*** Opening Provided data ***

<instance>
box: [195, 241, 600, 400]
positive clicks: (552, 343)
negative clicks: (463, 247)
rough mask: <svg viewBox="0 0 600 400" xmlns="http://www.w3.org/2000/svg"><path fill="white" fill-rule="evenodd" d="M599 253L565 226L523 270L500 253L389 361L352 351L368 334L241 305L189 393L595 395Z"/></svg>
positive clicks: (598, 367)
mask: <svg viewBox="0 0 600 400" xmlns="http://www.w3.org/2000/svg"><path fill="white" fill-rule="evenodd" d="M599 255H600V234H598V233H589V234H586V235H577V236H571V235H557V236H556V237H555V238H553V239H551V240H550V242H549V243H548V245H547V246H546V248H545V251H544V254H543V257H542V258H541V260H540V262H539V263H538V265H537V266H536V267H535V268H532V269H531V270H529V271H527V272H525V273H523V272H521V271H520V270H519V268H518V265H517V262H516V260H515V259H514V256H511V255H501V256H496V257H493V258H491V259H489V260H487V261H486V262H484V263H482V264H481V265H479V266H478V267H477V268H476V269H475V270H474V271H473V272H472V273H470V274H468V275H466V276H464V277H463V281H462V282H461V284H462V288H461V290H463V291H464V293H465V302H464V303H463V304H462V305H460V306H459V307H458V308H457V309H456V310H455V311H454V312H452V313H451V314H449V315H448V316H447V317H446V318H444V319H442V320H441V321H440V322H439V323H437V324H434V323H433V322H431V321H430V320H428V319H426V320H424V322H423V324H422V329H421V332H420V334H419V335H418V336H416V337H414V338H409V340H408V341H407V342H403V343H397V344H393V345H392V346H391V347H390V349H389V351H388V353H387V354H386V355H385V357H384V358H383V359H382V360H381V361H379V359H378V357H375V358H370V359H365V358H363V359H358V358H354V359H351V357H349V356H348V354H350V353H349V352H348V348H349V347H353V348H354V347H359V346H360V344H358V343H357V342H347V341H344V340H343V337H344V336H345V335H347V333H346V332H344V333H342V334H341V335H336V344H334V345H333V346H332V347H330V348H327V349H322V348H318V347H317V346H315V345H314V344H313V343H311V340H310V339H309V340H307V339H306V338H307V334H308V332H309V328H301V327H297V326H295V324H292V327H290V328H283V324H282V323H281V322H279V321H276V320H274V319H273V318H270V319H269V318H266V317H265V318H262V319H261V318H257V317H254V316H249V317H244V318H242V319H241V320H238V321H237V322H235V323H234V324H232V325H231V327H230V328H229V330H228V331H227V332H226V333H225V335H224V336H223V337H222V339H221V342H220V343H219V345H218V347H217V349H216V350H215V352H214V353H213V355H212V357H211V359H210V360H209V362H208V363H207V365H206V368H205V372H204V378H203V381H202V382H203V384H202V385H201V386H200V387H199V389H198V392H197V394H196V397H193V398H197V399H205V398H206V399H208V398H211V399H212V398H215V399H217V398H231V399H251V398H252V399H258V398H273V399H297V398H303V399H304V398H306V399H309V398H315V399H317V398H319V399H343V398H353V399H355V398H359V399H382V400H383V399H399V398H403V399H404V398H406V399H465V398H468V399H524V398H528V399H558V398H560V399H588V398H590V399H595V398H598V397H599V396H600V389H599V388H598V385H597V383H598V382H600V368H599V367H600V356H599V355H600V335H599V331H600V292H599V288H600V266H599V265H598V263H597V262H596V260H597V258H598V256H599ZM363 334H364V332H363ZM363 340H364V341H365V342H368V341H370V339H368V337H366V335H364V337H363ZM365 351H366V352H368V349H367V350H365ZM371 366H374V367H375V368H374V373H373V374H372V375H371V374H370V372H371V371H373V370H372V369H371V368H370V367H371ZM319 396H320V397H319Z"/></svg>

*** Closing Provided data ***

About this task: Copy all of the material above verbatim, without changing a single character.

Exercise solution:
<instance>
box: [195, 241, 600, 400]
positive clicks: (552, 343)
negative clicks: (463, 247)
rough mask: <svg viewBox="0 0 600 400" xmlns="http://www.w3.org/2000/svg"><path fill="white" fill-rule="evenodd" d="M599 253L565 226L523 270L500 253L389 361L352 351L368 334L241 305L189 393L595 395Z"/></svg>
positive clicks: (598, 367)
mask: <svg viewBox="0 0 600 400" xmlns="http://www.w3.org/2000/svg"><path fill="white" fill-rule="evenodd" d="M599 255H600V234H598V233H589V234H586V235H577V236H571V235H557V236H556V237H555V238H553V239H551V240H550V242H549V243H548V245H547V246H546V248H545V251H544V254H543V257H542V258H541V260H540V262H539V263H538V265H537V266H536V267H535V268H532V269H531V270H529V271H527V272H525V273H523V272H521V271H520V270H519V268H518V265H517V262H516V260H515V259H514V256H511V255H501V256H496V257H493V258H491V259H489V260H487V261H486V262H484V263H482V264H481V265H479V266H478V267H477V268H476V269H475V270H474V271H473V272H472V273H470V274H468V275H466V276H464V277H463V281H462V282H461V284H462V288H461V290H463V291H464V293H465V302H464V303H463V304H462V305H460V306H459V307H458V308H457V309H456V310H455V311H454V312H452V313H451V314H449V315H448V316H447V317H446V318H444V319H442V320H441V321H440V322H439V323H437V324H434V323H433V322H431V321H430V320H428V319H426V320H424V322H423V324H422V329H421V332H420V334H419V335H418V336H416V337H414V338H409V340H408V341H407V342H403V343H397V344H393V345H392V346H391V347H390V349H389V351H388V353H387V354H386V355H385V357H384V358H383V359H382V360H381V361H379V359H378V357H375V358H370V359H365V358H363V359H358V358H354V359H351V357H349V356H348V354H350V353H349V352H348V348H349V347H353V348H354V347H359V346H360V344H358V343H357V342H347V341H344V340H343V337H344V336H345V335H347V333H346V332H344V333H342V334H341V335H336V344H334V345H333V346H332V347H330V348H327V349H322V348H318V347H317V346H315V345H314V344H313V343H311V340H310V339H309V340H307V339H306V338H307V334H308V332H309V328H301V327H297V326H295V324H292V327H290V328H283V324H282V323H281V322H279V321H276V320H274V319H273V318H270V319H269V318H266V317H265V318H262V319H261V318H257V317H254V316H249V317H244V318H242V319H241V320H238V321H237V322H235V323H234V324H232V325H231V327H230V328H229V330H228V331H227V332H226V333H225V335H224V336H223V337H222V339H221V342H220V343H219V345H218V347H217V349H216V350H215V352H214V353H213V355H212V357H211V359H210V360H209V362H208V363H207V365H206V368H205V372H204V378H203V381H202V382H203V384H202V385H201V386H200V387H199V389H198V392H197V394H196V397H193V398H197V399H205V398H206V399H208V398H211V399H212V398H215V399H217V398H231V399H251V398H252V399H258V398H273V399H297V398H303V399H304V398H306V399H309V398H315V399H317V398H319V399H343V398H353V399H355V398H359V399H382V400H383V399H399V398H403V399H404V398H406V399H465V398H468V399H524V398H528V399H558V398H560V399H588V398H590V399H595V398H598V397H599V396H600V389H599V388H598V385H597V383H598V382H600V368H599V367H600V356H599V355H600V335H599V331H600V292H599V288H600V266H599V265H598V263H597V262H596V260H597V258H598V256H599ZM363 334H364V332H363ZM363 340H364V341H365V342H368V341H370V339H368V337H366V335H364V337H363ZM365 351H366V352H368V349H367V350H365ZM371 366H374V367H375V368H374V373H373V374H372V375H371V374H370V372H371V371H373V370H372V369H371V368H370V367H371ZM319 396H320V397H319Z"/></svg>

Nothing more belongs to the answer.